- _WORK TO COMPLETE_:
Copy every line of the material below word for word.

(Records from a data source)
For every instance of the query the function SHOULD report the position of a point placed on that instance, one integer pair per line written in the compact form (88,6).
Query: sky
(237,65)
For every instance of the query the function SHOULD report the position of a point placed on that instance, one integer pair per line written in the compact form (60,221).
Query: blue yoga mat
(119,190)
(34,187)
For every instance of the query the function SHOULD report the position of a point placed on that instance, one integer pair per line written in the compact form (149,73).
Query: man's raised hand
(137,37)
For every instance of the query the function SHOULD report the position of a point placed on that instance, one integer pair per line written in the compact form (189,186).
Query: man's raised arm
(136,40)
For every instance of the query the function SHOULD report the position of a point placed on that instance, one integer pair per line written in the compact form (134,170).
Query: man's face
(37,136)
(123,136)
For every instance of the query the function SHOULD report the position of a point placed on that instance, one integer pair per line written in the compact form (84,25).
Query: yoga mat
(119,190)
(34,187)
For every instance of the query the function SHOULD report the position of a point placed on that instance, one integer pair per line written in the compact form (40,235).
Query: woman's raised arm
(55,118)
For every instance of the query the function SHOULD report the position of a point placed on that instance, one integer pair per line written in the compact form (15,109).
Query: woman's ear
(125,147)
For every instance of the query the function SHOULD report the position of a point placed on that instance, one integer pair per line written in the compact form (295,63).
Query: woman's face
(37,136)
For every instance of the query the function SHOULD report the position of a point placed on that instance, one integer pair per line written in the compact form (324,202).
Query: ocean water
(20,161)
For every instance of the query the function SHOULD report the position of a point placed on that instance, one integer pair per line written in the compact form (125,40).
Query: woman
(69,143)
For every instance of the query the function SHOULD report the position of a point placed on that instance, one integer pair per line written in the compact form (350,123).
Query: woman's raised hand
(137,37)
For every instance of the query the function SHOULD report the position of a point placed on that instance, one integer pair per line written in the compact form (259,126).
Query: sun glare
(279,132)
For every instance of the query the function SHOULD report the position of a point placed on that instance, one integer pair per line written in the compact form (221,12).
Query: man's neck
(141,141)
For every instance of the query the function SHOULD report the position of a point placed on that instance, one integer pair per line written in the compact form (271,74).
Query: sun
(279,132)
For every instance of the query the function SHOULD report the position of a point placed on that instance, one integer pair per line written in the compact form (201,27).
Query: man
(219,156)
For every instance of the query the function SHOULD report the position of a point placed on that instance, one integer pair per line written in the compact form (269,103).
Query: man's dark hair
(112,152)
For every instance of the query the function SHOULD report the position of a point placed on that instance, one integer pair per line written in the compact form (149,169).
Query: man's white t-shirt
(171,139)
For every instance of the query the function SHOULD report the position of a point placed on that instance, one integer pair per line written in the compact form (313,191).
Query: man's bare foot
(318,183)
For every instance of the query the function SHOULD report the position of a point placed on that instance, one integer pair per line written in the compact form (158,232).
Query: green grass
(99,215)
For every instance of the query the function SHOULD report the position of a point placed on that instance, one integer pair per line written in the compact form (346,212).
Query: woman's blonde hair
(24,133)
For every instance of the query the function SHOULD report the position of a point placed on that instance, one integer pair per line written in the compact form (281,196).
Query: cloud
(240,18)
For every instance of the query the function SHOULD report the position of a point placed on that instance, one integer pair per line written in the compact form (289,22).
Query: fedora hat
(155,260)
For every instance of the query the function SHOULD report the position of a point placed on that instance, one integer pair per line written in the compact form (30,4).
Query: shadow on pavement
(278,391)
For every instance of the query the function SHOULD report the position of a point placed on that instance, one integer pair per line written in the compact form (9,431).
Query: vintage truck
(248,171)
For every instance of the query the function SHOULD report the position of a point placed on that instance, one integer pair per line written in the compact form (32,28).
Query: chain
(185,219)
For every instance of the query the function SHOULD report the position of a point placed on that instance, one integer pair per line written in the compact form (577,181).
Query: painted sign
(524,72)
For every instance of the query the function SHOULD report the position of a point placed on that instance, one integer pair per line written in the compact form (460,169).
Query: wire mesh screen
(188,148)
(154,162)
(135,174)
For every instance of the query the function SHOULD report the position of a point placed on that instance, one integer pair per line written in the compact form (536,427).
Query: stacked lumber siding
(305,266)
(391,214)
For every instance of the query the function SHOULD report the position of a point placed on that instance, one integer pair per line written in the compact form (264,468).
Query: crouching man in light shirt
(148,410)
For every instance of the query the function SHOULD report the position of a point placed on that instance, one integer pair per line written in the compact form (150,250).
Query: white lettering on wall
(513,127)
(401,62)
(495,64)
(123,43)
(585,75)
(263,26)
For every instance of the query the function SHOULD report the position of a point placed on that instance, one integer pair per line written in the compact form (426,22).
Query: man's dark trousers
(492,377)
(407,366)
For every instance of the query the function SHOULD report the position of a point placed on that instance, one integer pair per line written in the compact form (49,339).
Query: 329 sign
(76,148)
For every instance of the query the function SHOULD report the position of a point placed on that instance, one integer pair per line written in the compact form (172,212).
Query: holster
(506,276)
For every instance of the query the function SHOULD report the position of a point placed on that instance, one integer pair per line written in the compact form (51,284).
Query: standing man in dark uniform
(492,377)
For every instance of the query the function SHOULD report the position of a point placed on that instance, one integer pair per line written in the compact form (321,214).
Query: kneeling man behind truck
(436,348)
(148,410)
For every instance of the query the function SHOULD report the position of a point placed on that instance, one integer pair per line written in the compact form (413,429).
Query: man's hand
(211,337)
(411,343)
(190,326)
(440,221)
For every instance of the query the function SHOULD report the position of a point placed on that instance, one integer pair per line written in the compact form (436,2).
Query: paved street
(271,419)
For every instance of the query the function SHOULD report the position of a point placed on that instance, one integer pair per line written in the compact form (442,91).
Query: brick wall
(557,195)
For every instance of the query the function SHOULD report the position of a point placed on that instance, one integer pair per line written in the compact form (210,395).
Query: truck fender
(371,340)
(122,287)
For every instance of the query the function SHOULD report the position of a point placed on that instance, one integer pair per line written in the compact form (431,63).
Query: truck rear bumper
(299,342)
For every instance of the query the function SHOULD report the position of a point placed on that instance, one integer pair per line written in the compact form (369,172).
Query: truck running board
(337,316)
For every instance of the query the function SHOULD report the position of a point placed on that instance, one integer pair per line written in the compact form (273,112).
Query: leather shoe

- _CORRECT ANSWER_:
For every instance of the query the function SHOULD report the position of a point placed on that instance, one integer pair per line written in the compact form (88,6).
Query: sky
(237,65)
For every instance of the query the function SHOULD report the position of a point placed on that instance, one integer pair per line written in the compact form (60,221).
Query: blue yoga mat
(119,190)
(34,187)
For every instance of the query the function SHOULD report the position of a point placed on that instance, one integer pair per line written in the compact form (149,73).
Query: man's raised hand
(137,37)
For every instance of the query the function SHOULD report the position of a point placed on that instance, one integer pair per line written in the compact form (189,186).
Query: man's raised arm
(136,40)
For every instance of the query the function SHOULD report the position of a point placed on that instance, one integer pair per line written in the compact form (134,170).
Query: man's face
(37,136)
(123,136)
For every instance of the query the function SHOULD report the position of a point placed on that instance, one integer pair per line written in the compact form (84,25).
Query: yoga mat
(119,190)
(34,187)
For every instance of the query the function SHOULD report the position of a point placed on that instance, one integer pair per line written in the compact form (40,235).
Query: woman's raised arm
(55,118)
For every instance of the query the function SHOULD report the position of a point placed on that instance, one integer pair per line written in the compact form (15,109).
Query: woman's ear
(125,147)
For every instance of the query the function SHOULD report the position of a point placed on that instance, one integer pair per line written in the compact form (295,63).
Query: woman's face
(37,136)
For every instance of the query the function SHOULD report the position of a point placed on that instance, one integer pair per line written in the compact form (324,202).
Query: ocean water
(20,161)
For every instance of the query the function SHOULD report the position of a point placed on that instance, one integer pair per line written in the compact form (125,40).
Query: woman
(69,143)
For every instance of the query the function SHOULD report the position of a point placed on that instance, one integer pair per line written in the compact form (350,123).
Query: woman's raised hand
(137,37)
For every instance of the query the function SHOULD report the position of a point placed on that instance, one integer pair per line written in the compact form (259,126).
Query: sun glare
(279,132)
For every instance of the query the function SHOULD report the position of a point placed on that instance, one integer pair per line written in the compact form (221,12).
Query: man's neck
(141,141)
For every instance of the query the function SHOULD report the position of a point placed on that instance, one integer pair per line written in the compact form (271,74).
Query: sun
(279,132)
For every instance of the query the function SHOULD report the position of a point placed on that instance, one integer pair per line written in the compact form (201,27).
Query: man
(219,156)
For every instance of the query the function SHOULD report the position of a point placed on that instance, one integer pair per line written in the compact form (269,103).
Query: man's dark hair
(112,152)
For every instance of the query the function SHOULD report the position of a point placed on that instance, one integer pair per line written in the compact form (149,169).
Query: man's white t-shirt
(171,139)
For every instance of the query the function SHOULD report the position of a point placed on that instance, one integer pair per line written in the compact form (313,191).
Query: man's bare foot
(318,183)
For every instance of the query the function SHOULD report the position of a point placed on that instance, one integer pair per line written in the compact form (158,232).
Query: green grass
(99,215)
For every instance of the query the function SHOULD report the position of a point placed on that instance, one integer pair per line written in the compact form (346,212).
Query: woman's blonde hair
(24,133)
For every instance of the query the function SHOULD report the position of a point placed on that instance, one integer pair per line written in the compact form (281,196).
Query: cloud
(240,18)
For every instance of the query the function SHOULD report the position of a point placed on that instance, one integer pair per line written in the compact form (289,22).
Query: fedora hat
(155,260)
For every instance of the query the function SHOULD report the position of a point placed on that instance, one integer pair per line written in the compact form (30,4).
Query: shadow on pavement
(278,391)
For every instance of the query the function SHOULD report the position of a point placed on that instance, one integer pair per line written in the compact form (9,431).
Query: vintage truck
(248,171)
For every instance of the query the function SHOULD report the position of a point placed on that instance, one integer pair per line written in the compact form (32,28).
Query: chain
(185,219)
For every instance of the query the function SHOULD report the position of a point placed on that instance, one integer pair per line written in the compact form (577,181).
Query: painted sign
(524,72)
For every instance of the query the function SHOULD report the position of a point placed on that instance, one integer pair per line written in the compact form (460,169).
Query: wire mesh screen
(188,148)
(154,162)
(135,174)
For every instance of the query the function SHOULD report the position of a point placed on that instance, one integer pair per line written in the compact form (536,427).
Query: stacked lumber siding
(305,266)
(391,214)
For every instance of the query the function SHOULD report the position of a point placed on that instance, one integer pair per line written in the compact form (264,468).
Query: crouching man in light shirt
(148,410)
For every instance of the query the function SHOULD report the position of a point placed on that instance, one integer pair per line written in the compact form (150,250).
Query: white lettering on wall
(513,127)
(401,62)
(495,64)
(123,43)
(585,75)
(263,26)
For every instance of the query the function SHOULD report the position of a point placed on that instance, one integer pair per line written in the compact form (426,22).
Query: man's dark trousers
(492,377)
(407,366)
For every instance of the query the function SHOULD report the position of a point placed on that instance, one integer pair per line written in the compact form (49,339).
Query: 329 sign
(76,148)
For every instance of the query the function SHOULD report the position of a point placed on that instance, one integer pair per line written in the compact form (172,212).
Query: holster
(506,276)
For every instance of the query the function SHOULD report the position of a point placed on that instance, one integer pair per line written in the compact form (51,284).
Query: standing man in dark uniform
(492,377)
For every instance of the query the function SHOULD report the position of a point placed on that instance, one integer pair per line written in the compact form (321,214).
Query: kneeling man behind truck
(436,348)
(148,410)
For every instance of the query the function SHOULD report the position of a point placed on that instance, one integer pair per line written in the compact form (413,429).
Query: man's hand
(211,337)
(411,343)
(190,326)
(440,221)
For every instance of the query the function SHOULD report the position of a point placed on that instance, one integer pair per line written in the compact form (436,2).
Query: paved street
(271,419)
For every instance of the query the function SHOULD report the position of a point placed on that instance, one integer pair per line written in the compact form (442,91).
Query: brick wall
(557,195)
For every instance of the query the function SHOULD report the position of a point placed on that instance, one integer pair per line written in the compact form (210,395).
Query: truck fender
(371,340)
(122,287)
For every instance of the query the function SHOULD report the position of a point placed on that instance, one integer pair per line written in the compact form (431,63).
Query: truck rear bumper
(299,342)
For every instance of the query the function SHOULD report the position of a point placed on that instance, one integer pair per line written in the compact form (369,172).
Query: truck running board
(337,316)
For every instance of the query the function SHOULD report the position of a point placed on that instance, one integer pair per line written in the compact form (273,112).
Query: leather shoe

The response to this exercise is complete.